Work to complete: Render every line of the rows below as a Markdown table with two columns, Line No. and Text, numbering the lines in order. Skip blank lines, and omit the pictures.
** Begin Data to use **
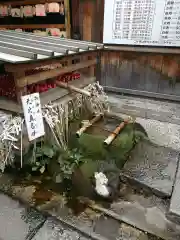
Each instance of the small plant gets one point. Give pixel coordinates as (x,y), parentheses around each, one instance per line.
(68,161)
(42,156)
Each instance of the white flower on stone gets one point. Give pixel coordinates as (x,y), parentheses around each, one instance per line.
(101,184)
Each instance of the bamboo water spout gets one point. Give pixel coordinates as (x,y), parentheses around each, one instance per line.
(90,123)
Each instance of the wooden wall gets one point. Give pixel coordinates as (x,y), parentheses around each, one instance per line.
(135,70)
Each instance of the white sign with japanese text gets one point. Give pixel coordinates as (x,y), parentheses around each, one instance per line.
(33,115)
(142,22)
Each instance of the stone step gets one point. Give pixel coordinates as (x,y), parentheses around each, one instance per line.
(161,130)
(98,225)
(136,215)
(174,209)
(18,222)
(144,212)
(152,167)
(146,108)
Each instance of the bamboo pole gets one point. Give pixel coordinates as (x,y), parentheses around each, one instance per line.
(91,122)
(113,135)
(73,88)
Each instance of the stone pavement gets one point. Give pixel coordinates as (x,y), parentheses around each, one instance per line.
(19,222)
(137,214)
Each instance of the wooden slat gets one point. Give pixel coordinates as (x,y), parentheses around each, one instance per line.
(33,26)
(22,82)
(142,49)
(28,2)
(56,95)
(9,67)
(67,18)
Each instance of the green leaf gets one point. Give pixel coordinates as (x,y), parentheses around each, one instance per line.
(42,169)
(48,151)
(58,178)
(34,168)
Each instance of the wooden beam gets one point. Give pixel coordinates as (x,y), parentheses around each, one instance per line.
(32,26)
(67,18)
(22,82)
(56,96)
(142,49)
(28,2)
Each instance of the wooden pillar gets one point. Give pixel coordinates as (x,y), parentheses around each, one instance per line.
(87,20)
(67,18)
(20,91)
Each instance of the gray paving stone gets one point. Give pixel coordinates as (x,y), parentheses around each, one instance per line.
(107,227)
(82,221)
(54,230)
(145,212)
(127,232)
(174,209)
(152,166)
(16,221)
(160,119)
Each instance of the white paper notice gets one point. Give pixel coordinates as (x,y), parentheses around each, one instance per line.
(33,115)
(142,22)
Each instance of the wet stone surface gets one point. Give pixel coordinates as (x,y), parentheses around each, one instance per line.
(16,221)
(174,210)
(127,232)
(146,212)
(84,221)
(54,230)
(107,227)
(152,166)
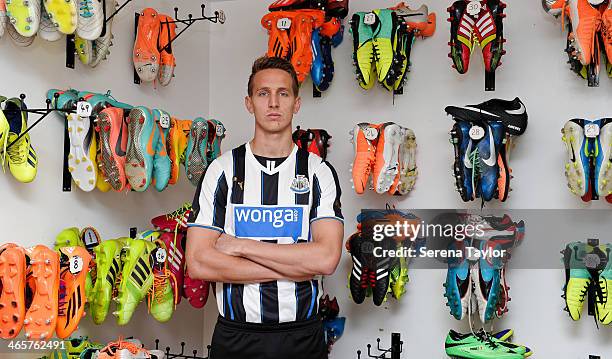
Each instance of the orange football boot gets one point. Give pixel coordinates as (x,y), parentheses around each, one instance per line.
(393,189)
(278,41)
(365,154)
(166,57)
(41,316)
(176,145)
(585,20)
(419,20)
(331,27)
(300,36)
(12,290)
(146,54)
(113,145)
(74,265)
(386,166)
** End Data to use **
The output:
| Line No. | Text |
|---|---|
| 1 | Each instance of the small plant gets one point. Give pixel coordinates as (x,y), parentheses around each, one instance per line. |
| 2 | (68,161) |
| 3 | (42,156) |
| 4 | Each instance of the white flower on stone gets one point. Give pixel coordinates as (x,y), parentheses around each, one instance per line. |
| 5 | (101,184) |
| 6 | Each instance of the bamboo water spout gets one point. Give pixel coordinates as (x,y), parentheses around each, one instance per line. |
| 7 | (90,123) |
| 8 | Each instance of the wooden wall gets one point. Give pixel coordinates as (x,y), parentheses around each, one instance per line. |
| 9 | (135,70) |
| 10 | Each instance of the white sign with japanese text gets one point. Give pixel coordinates as (x,y), parentheses around each, one instance per line. |
| 11 | (33,115) |
| 12 | (142,22) |
| 13 | Each instance of the stone step gets one point. Give pixel coordinates as (x,y), parentheses around each, one instance per line. |
| 14 | (161,130) |
| 15 | (98,225) |
| 16 | (136,215) |
| 17 | (174,209) |
| 18 | (18,222) |
| 19 | (144,212) |
| 20 | (152,167) |
| 21 | (146,108) |
| 22 | Each instance of the bamboo pole gets one point. Give pixel coordinates as (x,y), parentheses around each, one instance per line. |
| 23 | (91,122) |
| 24 | (113,135) |
| 25 | (73,88) |
| 26 | Each instance of the stone pavement gets one point. Give pixel coordinates as (x,y), parentheses around each, one instance per line. |
| 27 | (19,222) |
| 28 | (137,214) |
| 29 | Each instance of the wooden slat gets one point. Give pixel coordinates as (x,y), parentheses around each, one instance per line. |
| 30 | (33,26) |
| 31 | (22,82) |
| 32 | (142,49) |
| 33 | (28,2) |
| 34 | (56,95) |
| 35 | (9,67) |
| 36 | (67,18) |
| 37 | Each instance of the green leaf gets one point. Give pixel coordinates as (x,y), parentheses around each, one instance per line. |
| 38 | (42,169) |
| 39 | (48,151) |
| 40 | (58,178) |
| 41 | (34,168) |
| 42 | Each instance of the wooden beam gets one point. Give pixel coordinates as (x,y), parentheses around each, one instance per line. |
| 43 | (32,26) |
| 44 | (67,18) |
| 45 | (22,82) |
| 46 | (56,96) |
| 47 | (142,49) |
| 48 | (28,2) |
| 49 | Each instance of the wooden pillar gets one point. Give pixel coordinates as (x,y), parentheses around each, one instance per line. |
| 50 | (87,20) |
| 51 | (67,18) |
| 52 | (20,91) |
| 53 | Each instance of the gray paving stone gets one point. Give pixel coordinates as (x,y), parentheses around each, one instance per line. |
| 54 | (107,227) |
| 55 | (82,221) |
| 56 | (54,230) |
| 57 | (145,212) |
| 58 | (127,232) |
| 59 | (174,209) |
| 60 | (152,166) |
| 61 | (16,221) |
| 62 | (160,119) |
| 63 | Each instance of the white paper notice gets one point. Give pixel coordinates as (x,y), parentheses around each, one instance per line. |
| 64 | (33,115) |
| 65 | (142,22) |
| 66 | Each instance of the wet stone surface gets one point. Give pixel coordinates as (x,y), parentheses around each, one instance per line. |
| 67 | (16,221) |
| 68 | (174,210) |
| 69 | (127,232) |
| 70 | (146,212) |
| 71 | (84,221) |
| 72 | (54,230) |
| 73 | (107,227) |
| 74 | (152,166) |
| 75 | Each instance of the orange football boot gets one point. Give pixel coordinates as (x,y), parentheses around each, one instance per line. |
| 76 | (393,189) |
| 77 | (278,41) |
| 78 | (365,154) |
| 79 | (166,57) |
| 80 | (41,316) |
| 81 | (176,145) |
| 82 | (585,20) |
| 83 | (419,20) |
| 84 | (331,27) |
| 85 | (300,36) |
| 86 | (12,290) |
| 87 | (146,54) |
| 88 | (113,145) |
| 89 | (74,265) |
| 90 | (386,166) |